#### The problem
Could you copy out the material from the line holding "find the grassy hillside in the photo below" through its end, inclusive, with every request kept and each answer point coordinate shifted up by 105, but the sample points in the requests left unchanged? Leave the pictures out of your copy.

[start]

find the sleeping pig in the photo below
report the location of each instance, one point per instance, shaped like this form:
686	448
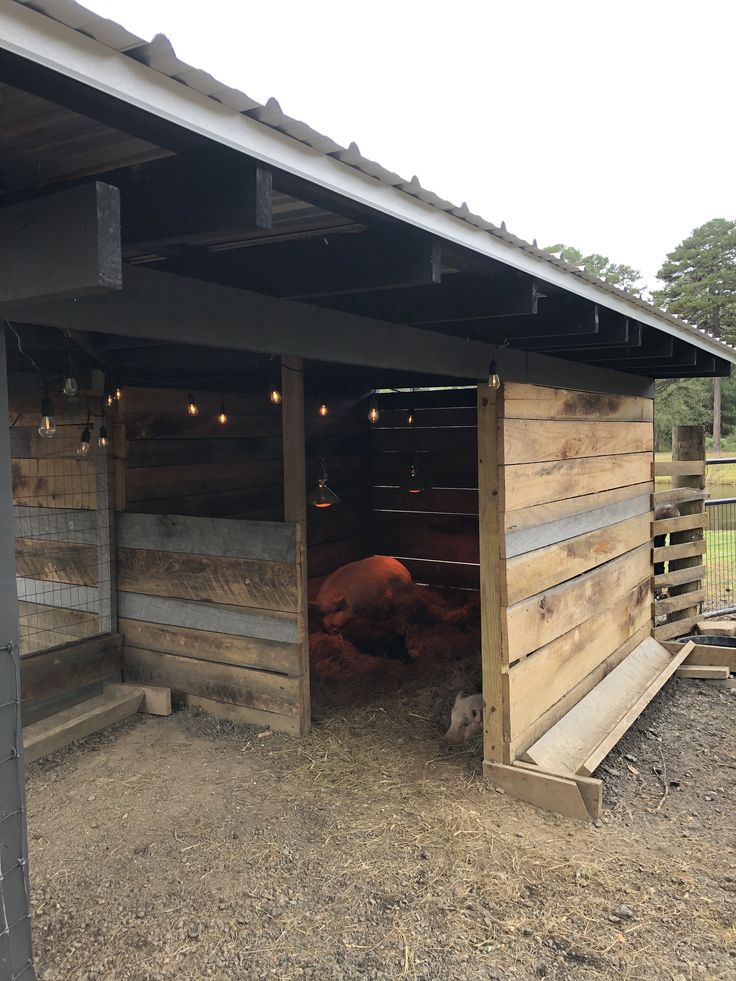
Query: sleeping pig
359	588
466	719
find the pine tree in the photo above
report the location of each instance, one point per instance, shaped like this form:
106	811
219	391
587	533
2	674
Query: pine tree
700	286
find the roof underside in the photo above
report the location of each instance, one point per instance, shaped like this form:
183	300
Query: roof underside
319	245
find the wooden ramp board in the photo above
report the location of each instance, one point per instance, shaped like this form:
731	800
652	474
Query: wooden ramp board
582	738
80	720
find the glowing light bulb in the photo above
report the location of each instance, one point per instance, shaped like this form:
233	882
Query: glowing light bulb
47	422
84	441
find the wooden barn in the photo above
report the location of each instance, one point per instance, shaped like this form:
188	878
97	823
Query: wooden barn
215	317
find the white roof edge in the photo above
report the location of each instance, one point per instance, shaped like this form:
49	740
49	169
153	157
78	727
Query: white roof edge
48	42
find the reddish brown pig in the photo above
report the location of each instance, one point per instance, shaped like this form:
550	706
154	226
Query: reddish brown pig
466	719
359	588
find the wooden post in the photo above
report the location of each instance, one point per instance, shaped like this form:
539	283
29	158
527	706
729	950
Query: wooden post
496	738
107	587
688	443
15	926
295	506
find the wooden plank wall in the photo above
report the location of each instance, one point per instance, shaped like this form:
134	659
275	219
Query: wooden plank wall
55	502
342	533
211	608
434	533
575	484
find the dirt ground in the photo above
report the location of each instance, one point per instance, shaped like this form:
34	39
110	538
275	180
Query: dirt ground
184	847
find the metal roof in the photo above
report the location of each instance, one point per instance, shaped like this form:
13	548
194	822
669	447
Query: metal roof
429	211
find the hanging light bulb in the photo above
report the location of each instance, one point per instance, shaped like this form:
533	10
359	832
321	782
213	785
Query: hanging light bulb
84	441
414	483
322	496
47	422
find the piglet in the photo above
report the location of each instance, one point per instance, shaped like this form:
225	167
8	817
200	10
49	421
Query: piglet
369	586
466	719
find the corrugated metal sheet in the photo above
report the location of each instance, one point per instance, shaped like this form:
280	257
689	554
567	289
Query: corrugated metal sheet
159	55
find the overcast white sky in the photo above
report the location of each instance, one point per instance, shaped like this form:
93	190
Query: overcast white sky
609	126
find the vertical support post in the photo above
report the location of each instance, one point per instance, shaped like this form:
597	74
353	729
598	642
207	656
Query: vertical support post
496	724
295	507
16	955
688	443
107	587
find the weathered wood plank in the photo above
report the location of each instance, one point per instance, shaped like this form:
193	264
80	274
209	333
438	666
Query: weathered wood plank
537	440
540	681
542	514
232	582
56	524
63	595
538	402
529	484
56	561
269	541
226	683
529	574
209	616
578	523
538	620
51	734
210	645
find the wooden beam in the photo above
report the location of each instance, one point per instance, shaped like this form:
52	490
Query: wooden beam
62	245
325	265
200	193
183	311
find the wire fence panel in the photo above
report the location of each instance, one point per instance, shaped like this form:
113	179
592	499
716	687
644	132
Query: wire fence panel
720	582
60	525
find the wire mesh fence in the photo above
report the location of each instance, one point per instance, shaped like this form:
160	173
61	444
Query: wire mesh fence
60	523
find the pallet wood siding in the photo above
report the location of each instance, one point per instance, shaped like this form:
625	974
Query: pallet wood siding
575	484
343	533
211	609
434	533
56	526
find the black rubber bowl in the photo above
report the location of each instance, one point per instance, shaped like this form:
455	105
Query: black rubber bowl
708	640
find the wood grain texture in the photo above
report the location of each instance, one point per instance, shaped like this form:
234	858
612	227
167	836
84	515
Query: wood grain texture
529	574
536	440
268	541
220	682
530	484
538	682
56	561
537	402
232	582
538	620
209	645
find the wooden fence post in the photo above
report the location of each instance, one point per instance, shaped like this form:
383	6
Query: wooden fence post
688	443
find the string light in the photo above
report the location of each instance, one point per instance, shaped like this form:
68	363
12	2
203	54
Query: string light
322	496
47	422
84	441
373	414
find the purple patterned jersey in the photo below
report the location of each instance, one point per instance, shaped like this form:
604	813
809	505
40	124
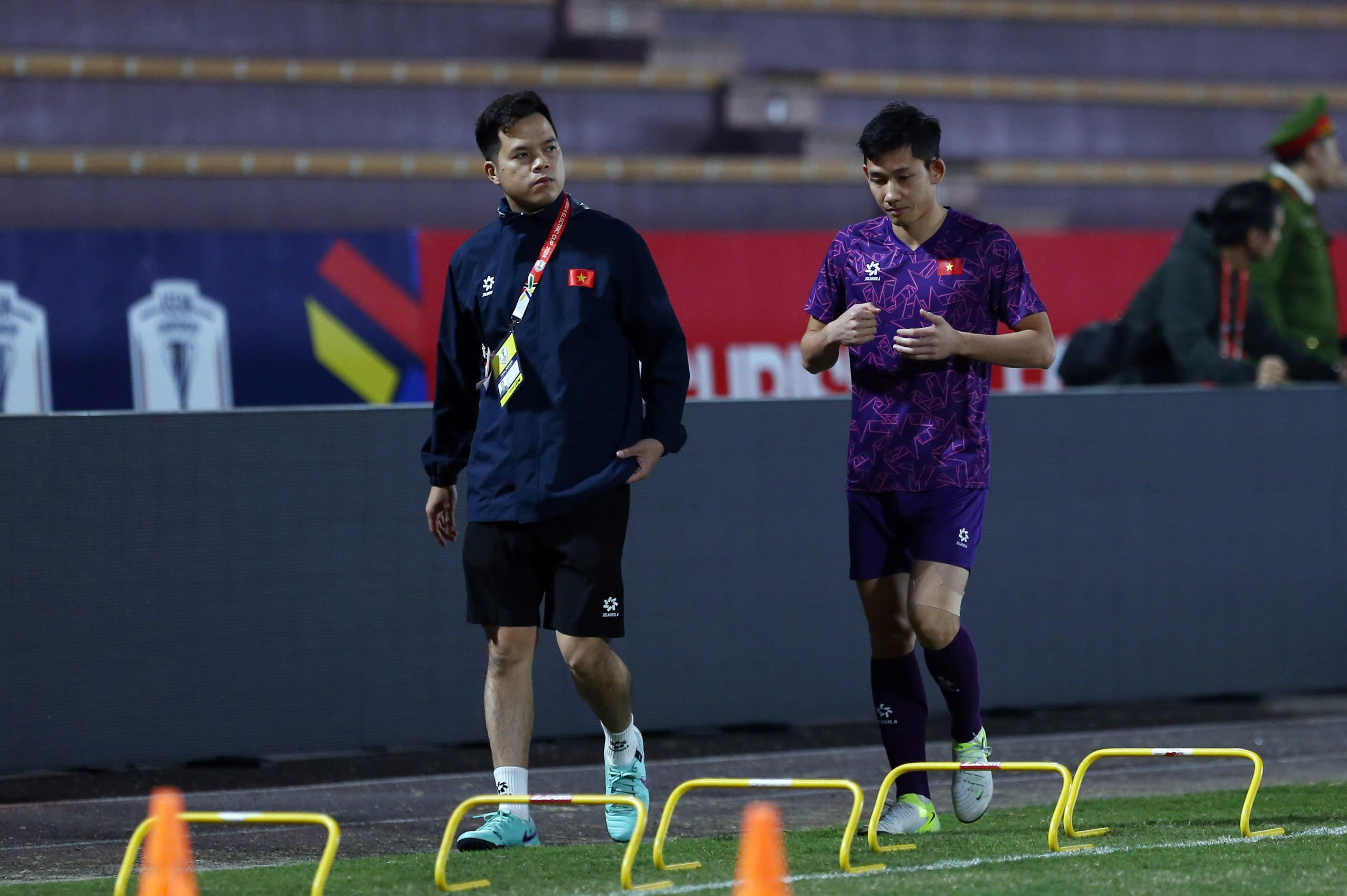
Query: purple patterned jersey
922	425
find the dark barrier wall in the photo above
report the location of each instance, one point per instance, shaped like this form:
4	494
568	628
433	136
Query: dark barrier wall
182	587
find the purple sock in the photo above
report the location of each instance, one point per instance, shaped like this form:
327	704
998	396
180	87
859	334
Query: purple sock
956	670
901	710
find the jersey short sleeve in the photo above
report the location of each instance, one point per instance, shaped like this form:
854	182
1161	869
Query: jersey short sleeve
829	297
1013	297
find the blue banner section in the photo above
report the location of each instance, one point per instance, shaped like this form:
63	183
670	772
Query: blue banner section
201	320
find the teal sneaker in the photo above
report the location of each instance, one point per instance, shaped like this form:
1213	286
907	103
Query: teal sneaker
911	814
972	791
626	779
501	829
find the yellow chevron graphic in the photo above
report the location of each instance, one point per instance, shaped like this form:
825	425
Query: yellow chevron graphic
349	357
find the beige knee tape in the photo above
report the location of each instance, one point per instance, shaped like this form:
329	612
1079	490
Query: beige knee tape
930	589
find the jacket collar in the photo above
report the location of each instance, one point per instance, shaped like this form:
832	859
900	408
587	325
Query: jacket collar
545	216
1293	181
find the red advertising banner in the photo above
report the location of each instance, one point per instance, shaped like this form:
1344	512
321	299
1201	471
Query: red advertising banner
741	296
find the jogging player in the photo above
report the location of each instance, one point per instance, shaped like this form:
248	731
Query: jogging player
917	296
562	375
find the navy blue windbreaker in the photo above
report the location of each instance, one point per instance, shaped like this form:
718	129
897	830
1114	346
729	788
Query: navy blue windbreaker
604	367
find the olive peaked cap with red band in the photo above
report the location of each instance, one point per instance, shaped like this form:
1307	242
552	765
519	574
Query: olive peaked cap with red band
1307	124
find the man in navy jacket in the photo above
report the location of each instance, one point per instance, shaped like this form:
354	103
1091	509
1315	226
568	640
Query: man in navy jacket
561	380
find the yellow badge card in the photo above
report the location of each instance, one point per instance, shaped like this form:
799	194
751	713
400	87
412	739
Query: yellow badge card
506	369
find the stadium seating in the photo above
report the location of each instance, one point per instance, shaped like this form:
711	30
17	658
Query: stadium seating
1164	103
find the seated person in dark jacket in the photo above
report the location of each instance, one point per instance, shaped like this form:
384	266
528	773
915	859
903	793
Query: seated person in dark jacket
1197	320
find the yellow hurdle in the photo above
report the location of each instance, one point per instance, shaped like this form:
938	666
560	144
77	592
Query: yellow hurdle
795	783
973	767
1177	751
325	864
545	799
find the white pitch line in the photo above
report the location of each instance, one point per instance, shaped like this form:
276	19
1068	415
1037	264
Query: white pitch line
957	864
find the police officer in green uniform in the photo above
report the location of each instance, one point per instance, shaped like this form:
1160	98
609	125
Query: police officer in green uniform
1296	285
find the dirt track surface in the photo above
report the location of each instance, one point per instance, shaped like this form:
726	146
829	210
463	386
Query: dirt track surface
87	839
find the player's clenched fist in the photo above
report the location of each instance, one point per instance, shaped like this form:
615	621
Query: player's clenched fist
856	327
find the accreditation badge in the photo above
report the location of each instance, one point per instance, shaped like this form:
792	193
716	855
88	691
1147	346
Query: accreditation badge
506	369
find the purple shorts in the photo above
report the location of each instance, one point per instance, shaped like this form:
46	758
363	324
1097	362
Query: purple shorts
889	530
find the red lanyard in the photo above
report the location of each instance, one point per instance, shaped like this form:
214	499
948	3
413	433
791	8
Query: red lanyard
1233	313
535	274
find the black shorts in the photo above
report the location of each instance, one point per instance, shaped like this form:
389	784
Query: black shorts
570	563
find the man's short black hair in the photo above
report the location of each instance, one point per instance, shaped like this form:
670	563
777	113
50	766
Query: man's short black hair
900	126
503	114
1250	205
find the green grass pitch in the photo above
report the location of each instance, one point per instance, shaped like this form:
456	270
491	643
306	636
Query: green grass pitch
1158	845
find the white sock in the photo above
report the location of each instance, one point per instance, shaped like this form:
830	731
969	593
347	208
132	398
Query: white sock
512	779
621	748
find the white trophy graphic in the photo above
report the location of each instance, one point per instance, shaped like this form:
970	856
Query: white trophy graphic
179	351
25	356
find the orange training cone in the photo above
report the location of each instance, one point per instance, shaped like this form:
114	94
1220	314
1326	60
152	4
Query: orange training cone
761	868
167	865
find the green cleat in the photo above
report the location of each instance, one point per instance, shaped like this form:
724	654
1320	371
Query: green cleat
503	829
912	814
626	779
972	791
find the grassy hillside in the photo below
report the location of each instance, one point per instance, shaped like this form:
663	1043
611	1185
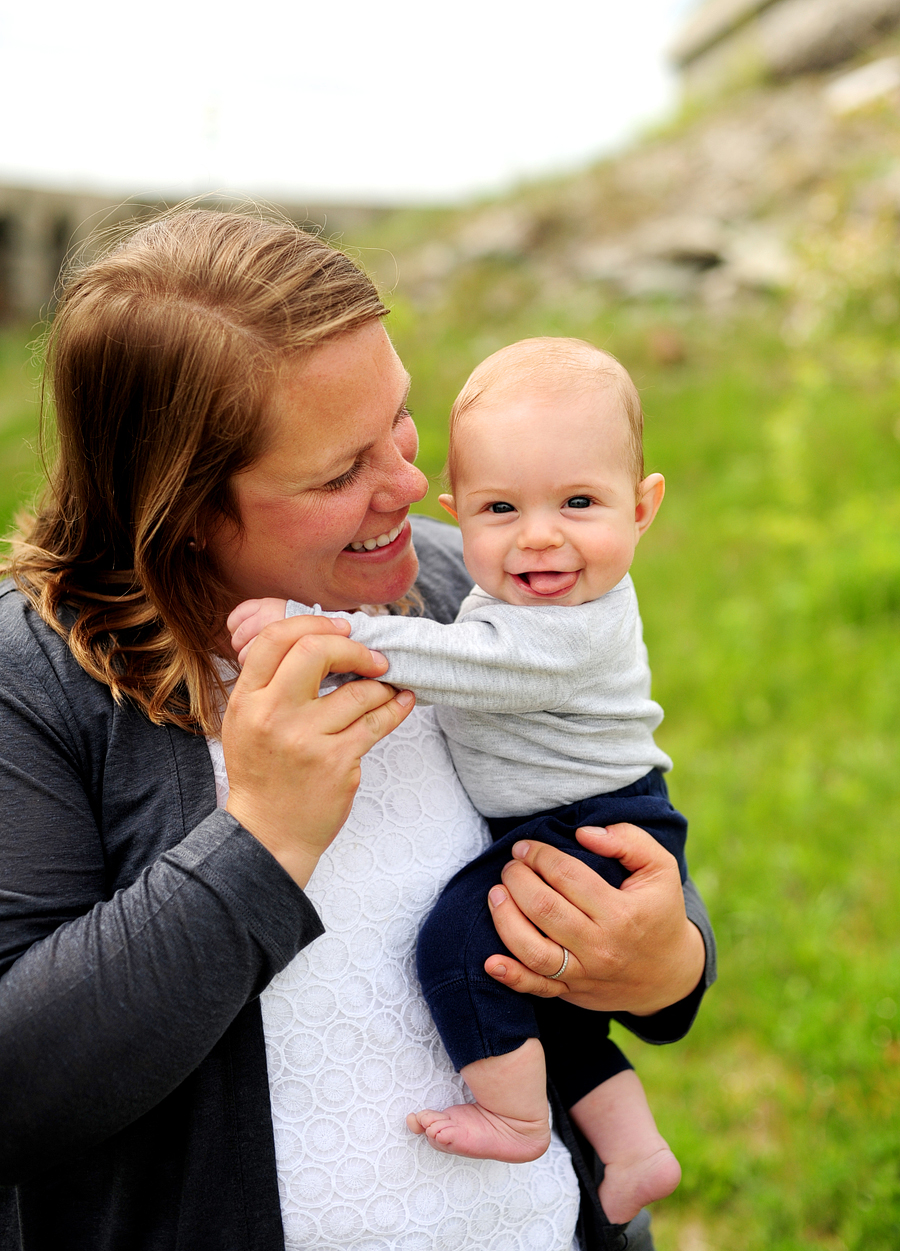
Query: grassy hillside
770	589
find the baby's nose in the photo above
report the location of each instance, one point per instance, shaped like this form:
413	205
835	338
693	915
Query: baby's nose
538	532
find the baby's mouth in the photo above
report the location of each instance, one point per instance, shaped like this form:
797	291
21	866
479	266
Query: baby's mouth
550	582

[end]

#### Complete answer
find the grassy hillside in the photo below
report the location of each instance, one point per instance, shaped like this form:
663	1043
611	1185
Query: grassy hillside
875	694
find the baby's nose in the photo above
report the location of each instance, one point per instance, shaped like this form:
413	205
835	338
693	915
Query: baby's nose
643	637
find the baby's mouth in the photo above
report the location of each instance, one point per instance, shaped like this form:
797	291
21	866
479	266
Query: baby's mouth
655	687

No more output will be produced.